*** Input data
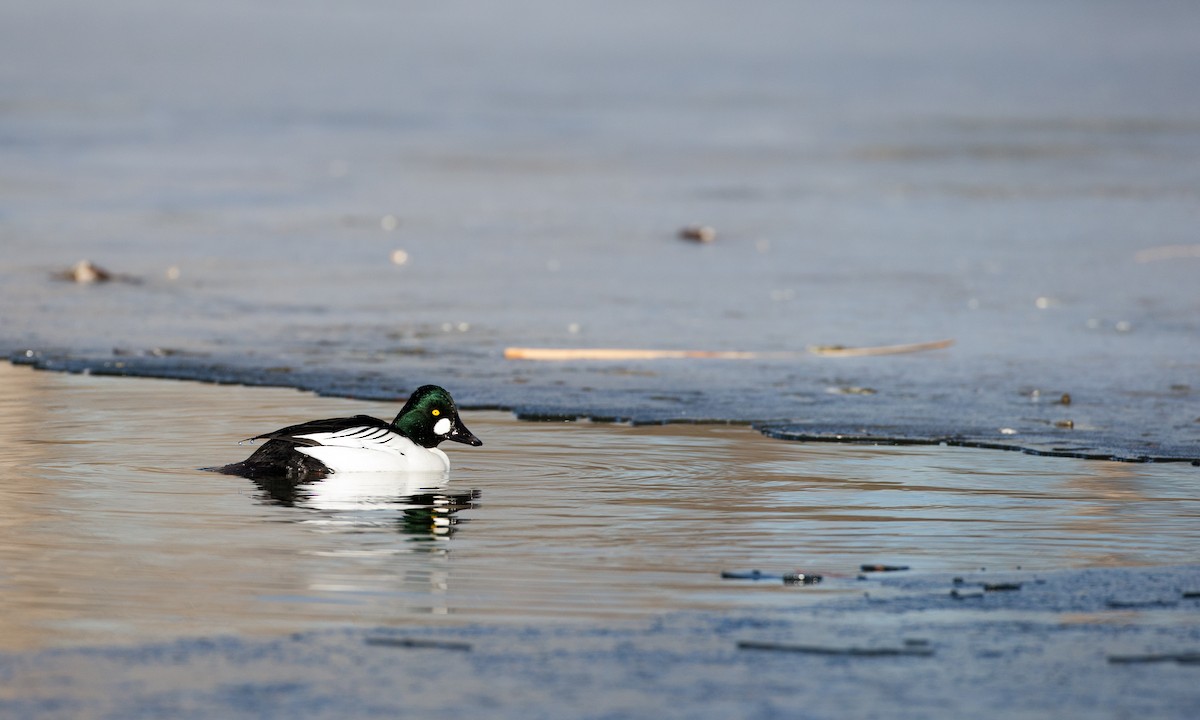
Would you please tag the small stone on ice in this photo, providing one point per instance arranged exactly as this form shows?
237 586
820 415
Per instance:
699 233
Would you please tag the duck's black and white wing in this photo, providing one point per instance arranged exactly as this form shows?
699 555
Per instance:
360 431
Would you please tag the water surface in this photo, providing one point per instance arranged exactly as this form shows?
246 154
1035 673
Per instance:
109 533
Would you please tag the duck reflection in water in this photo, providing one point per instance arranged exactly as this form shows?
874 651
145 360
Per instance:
417 503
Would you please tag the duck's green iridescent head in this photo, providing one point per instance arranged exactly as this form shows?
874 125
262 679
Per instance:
431 417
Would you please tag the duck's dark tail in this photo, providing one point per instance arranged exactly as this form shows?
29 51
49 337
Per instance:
276 459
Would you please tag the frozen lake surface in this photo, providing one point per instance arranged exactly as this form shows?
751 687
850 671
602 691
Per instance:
1020 179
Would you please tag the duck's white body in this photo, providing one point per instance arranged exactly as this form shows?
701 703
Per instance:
363 444
369 449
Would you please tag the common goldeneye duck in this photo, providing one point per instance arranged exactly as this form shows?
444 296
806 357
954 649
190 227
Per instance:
363 444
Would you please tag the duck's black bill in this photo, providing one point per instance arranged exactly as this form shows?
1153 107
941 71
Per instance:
461 435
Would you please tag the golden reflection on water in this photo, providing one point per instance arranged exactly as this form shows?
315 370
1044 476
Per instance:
109 533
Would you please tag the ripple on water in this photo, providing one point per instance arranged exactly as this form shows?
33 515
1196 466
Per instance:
112 534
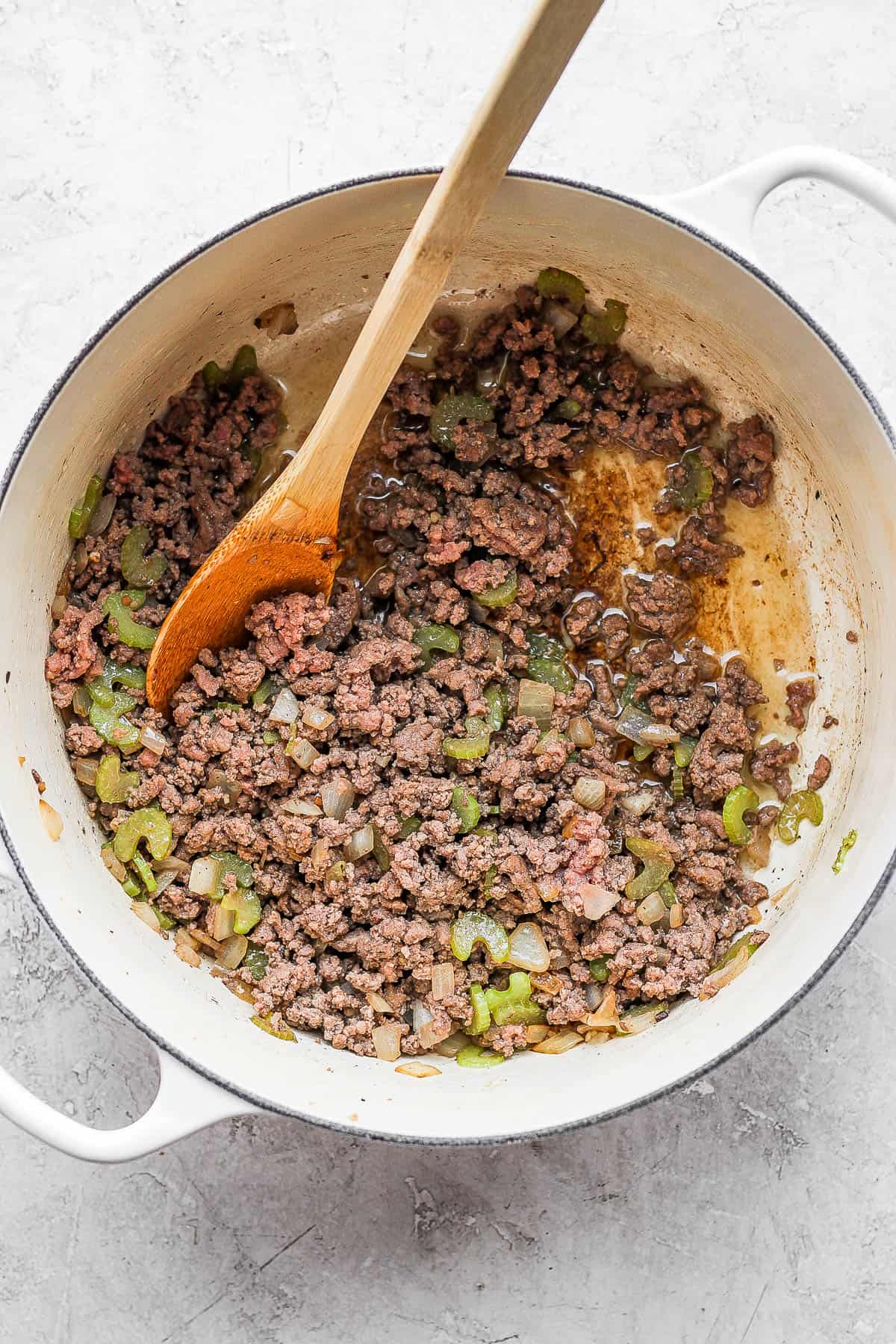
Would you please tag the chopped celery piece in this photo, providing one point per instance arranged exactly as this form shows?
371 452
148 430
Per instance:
551 672
246 906
732 813
441 638
449 413
499 702
697 485
109 722
243 363
500 596
803 806
113 784
514 1006
600 969
149 824
122 626
82 514
230 865
474 745
476 927
465 808
264 692
608 327
144 871
554 282
657 866
845 846
567 409
481 1016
******
## What the task requires
Please rewrite the records from the line that has "Would you please tag the common" through the end of the records, requests included, scaling each answer point coordinate by 1.05 and rounding to whole numbers with halves rounded up, while leaving the numbers in the requests and their format samples unchanged. Give only those lines, and leave the pictures out.

## Response for this exercise
Would you please tag the common goldeneye duck in this photo, providing one point per instance arranged exactly as this form shows?
444 296
806 357
954 649
190 227
Per instance:
381 466
Would you please tag the duck's black bill in this photo, providing one point per instance arranged exactly as this form shows?
1153 107
941 71
Per instance:
484 457
Would you please tag the golden reflection on water in this photo, providing one point per instance arranged exactly as this form shows?
315 370
1044 476
Per instance:
114 560
Would you please tag the ripple on water in this photo, providing one point per instance arranged exactly as this form shows?
33 515
1196 466
Per instance:
118 561
Would you please tag the chopped celery piece in this photo, providing one point per instance arranged exactly as this form shows?
371 452
148 430
Per instance:
579 706
258 951
769 854
463 670
471 434
524 737
732 509
114 758
255 381
525 626
843 846
119 823
540 1056
630 1017
156 865
128 657
86 540
242 908
498 782
500 973
488 848
277 727
638 343
151 915
582 296
690 909
887 888
595 429
505 1067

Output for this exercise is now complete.